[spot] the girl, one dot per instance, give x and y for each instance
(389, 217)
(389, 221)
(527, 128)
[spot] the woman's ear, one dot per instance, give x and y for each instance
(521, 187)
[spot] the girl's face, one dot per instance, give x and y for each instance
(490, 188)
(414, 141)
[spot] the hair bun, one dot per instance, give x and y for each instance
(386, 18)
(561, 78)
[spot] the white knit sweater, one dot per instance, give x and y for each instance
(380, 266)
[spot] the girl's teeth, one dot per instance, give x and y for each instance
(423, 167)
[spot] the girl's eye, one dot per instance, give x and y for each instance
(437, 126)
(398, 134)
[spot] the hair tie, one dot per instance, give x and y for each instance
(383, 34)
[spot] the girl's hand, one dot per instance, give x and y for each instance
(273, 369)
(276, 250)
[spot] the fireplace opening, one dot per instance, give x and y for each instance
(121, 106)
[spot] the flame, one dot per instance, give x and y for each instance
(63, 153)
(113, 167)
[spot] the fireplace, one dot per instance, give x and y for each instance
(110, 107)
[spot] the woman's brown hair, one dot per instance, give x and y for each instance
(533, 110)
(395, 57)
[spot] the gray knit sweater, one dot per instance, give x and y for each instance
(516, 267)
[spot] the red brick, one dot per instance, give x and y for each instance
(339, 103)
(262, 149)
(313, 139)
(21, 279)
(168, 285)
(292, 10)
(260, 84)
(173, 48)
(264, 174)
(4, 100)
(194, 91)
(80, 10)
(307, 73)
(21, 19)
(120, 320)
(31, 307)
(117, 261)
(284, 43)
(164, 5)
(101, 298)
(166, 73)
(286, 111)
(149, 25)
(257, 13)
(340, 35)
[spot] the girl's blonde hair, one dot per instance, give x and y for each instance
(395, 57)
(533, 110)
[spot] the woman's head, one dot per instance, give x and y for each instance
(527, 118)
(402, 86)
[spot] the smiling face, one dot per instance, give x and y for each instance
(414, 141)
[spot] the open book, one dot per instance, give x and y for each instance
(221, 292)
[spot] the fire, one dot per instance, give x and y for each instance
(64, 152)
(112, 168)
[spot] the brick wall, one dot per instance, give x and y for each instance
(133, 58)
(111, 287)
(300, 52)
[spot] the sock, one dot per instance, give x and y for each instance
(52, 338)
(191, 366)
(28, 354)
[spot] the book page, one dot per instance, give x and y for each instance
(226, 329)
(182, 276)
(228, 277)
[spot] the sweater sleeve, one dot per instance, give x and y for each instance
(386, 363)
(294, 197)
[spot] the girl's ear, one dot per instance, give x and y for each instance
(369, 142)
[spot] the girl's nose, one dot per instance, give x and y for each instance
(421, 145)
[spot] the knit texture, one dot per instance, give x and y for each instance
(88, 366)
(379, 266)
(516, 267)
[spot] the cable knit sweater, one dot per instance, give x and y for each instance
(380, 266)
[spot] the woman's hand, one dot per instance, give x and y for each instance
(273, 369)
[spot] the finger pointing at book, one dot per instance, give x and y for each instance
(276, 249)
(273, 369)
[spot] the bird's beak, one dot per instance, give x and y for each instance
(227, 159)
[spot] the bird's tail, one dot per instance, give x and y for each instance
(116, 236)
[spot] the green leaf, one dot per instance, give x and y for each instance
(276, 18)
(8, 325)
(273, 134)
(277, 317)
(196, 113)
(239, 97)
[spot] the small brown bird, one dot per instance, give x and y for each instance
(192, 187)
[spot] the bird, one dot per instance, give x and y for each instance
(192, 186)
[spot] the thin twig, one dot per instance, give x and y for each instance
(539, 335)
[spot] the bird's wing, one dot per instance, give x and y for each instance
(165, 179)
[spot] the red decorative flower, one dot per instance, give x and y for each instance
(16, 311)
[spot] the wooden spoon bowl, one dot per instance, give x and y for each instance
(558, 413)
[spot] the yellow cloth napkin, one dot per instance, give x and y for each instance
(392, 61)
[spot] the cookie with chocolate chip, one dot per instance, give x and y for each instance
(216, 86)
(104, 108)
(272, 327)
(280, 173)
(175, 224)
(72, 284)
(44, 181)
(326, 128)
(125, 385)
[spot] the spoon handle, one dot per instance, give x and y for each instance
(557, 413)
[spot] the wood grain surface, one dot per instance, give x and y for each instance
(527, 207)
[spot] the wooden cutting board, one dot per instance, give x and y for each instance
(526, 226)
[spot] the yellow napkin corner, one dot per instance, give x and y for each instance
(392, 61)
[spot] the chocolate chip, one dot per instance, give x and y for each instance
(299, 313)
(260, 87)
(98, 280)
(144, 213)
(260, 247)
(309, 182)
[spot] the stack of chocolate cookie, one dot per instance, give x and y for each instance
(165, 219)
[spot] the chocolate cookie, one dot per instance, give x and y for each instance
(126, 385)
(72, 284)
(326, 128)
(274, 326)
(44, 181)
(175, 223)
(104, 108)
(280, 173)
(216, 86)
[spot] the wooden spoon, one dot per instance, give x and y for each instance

####################

Edit all the lines above, replacing "one dot per instance" with "one point per instance" and leaving everything else unchanged.

[spot] the girl, one point per instance, give x and y for each instance
(389, 217)
(389, 221)
(527, 128)
[spot] the woman's ear, one point per instance, give x and y for each instance
(521, 187)
[spot] the girl's face, one point per instance, give x and y for each instance
(490, 188)
(414, 141)
[spot] the hair bun, one point per instance, give x and y for each instance
(386, 18)
(561, 78)
[spot] the white knit sweater, one point per instance, give x and y for each instance
(380, 266)
[spot] the girl's teeth, one point per instance, give x and y for each instance
(423, 167)
[spot] the girl's eye, one point per instance, give x and y for each instance
(437, 126)
(398, 134)
[spot] the hair tie, one point per instance, give x and y for each instance
(383, 34)
[spot] the girl's hand, one point per instance, give x and y for each instance
(273, 369)
(276, 250)
[spot] the fireplace opening, one point per instance, give x and y for each instance
(121, 106)
[spot] the flame, one point per instance, give x and y for each instance
(63, 153)
(113, 167)
[spot] the fireplace, one point per instance, give x and y for each instance
(110, 107)
[spot] the woman's brown hair, one point per instance, give x and y for each instance
(533, 110)
(395, 57)
[spot] the gray knit sweater, one point per instance, give x and y for each instance
(516, 267)
[spot] the red brick, one point per instance, give x and y for each instance
(339, 103)
(262, 149)
(313, 139)
(21, 279)
(168, 285)
(292, 10)
(260, 84)
(173, 48)
(264, 174)
(4, 100)
(194, 91)
(80, 10)
(307, 73)
(21, 19)
(120, 320)
(31, 307)
(117, 261)
(284, 43)
(164, 5)
(101, 298)
(166, 73)
(286, 111)
(149, 25)
(257, 13)
(340, 35)
[spot] the girl's blonde hair, one point per instance, give x and y for each instance
(395, 57)
(533, 110)
[spot] the woman's head, one point per instance, give x and y for each instance
(527, 118)
(402, 86)
[spot] the smiling face, one point per instance, give x and y for each instance
(414, 141)
[spot] the open book, one point per instance, give x and y for each instance
(221, 292)
[spot] the fire, one point per instance, give x and y for each instance
(64, 152)
(112, 168)
[spot] the brick wall, one point per instance, give x and y for each instance
(133, 58)
(111, 287)
(300, 52)
[spot] the sock, one point per instance, give x and y for each instance
(52, 338)
(191, 366)
(28, 354)
[spot] the book page, one point per instance, give x and y for each instance
(226, 329)
(182, 276)
(228, 277)
[spot] the sweater sleeve, one point per instance, give x and y for each instance
(386, 363)
(294, 197)
[spot] the girl's ear, one point per instance, give x and y for each instance
(369, 142)
[spot] the girl's nose, one point per instance, give x and y for each instance
(421, 145)
[spot] the knit texture, one point per instance, give x and y for each instance
(88, 366)
(379, 266)
(516, 267)
[spot] the cable knit sweater, one point per instance, give x and y for each instance
(380, 266)
[spot] the woman's hand, one point per instance, give x and y for each instance
(273, 369)
[spot] the finger pointing at book, one point per instance, give x and y for each instance
(276, 249)
(273, 369)
[spot] the bird's beak, one point per instance, give x and y for each instance
(227, 159)
[spot] the bird's tail, one point per instance, give x and y for each instance
(116, 236)
[spot] the green leaf, one point per instance, give x and y for each instance
(276, 18)
(8, 325)
(273, 134)
(277, 317)
(196, 113)
(239, 97)
[spot] the small brown bird, one point per instance, give x and y for each instance
(192, 187)
[spot] the bird, one point per instance, give x and y for each instance
(192, 186)
[spot] the thin twig, one point per instance, give x and y for each instance
(539, 335)
[spot] the bird's wing, one point per instance, give x and y for each instance
(165, 179)
[spot] the red decorative flower, one point per instance, give x and y for each instance
(16, 311)
[spot] the wooden spoon bowl, one point per instance, give x and y for each instance
(558, 413)
[spot] the yellow cloth napkin, one point per instance, give x and y for each instance
(392, 61)
[spot] the cookie with chocolate chip, one point per instance, give x and y for each instance
(216, 86)
(104, 108)
(272, 327)
(280, 173)
(175, 224)
(72, 284)
(44, 181)
(326, 128)
(125, 385)
[spot] the spoon handle, one point per instance, give x and y for each instance
(557, 413)
[spot] the wood grain surface, one point per instance, give x and y for each instance
(527, 207)
[spot] the wooden cutting board, one point per instance, give x and y for each instance
(526, 226)
[spot] the yellow napkin corner, one point per instance, give x and y for each instance
(392, 61)
[spot] the chocolate chip, one point per instance, give x and y for each instance
(299, 313)
(260, 87)
(98, 280)
(144, 213)
(260, 247)
(309, 182)
[spot] the stack of chocolate cookie, one point per instance, give x and y for each instance
(165, 219)
[spot] the chocolate cookie, one point per instance, give x and y for each instance
(126, 385)
(72, 284)
(326, 128)
(274, 326)
(44, 181)
(175, 223)
(104, 108)
(280, 173)
(216, 86)
[spot] the wooden spoon, one point per instance, give x and y for each instance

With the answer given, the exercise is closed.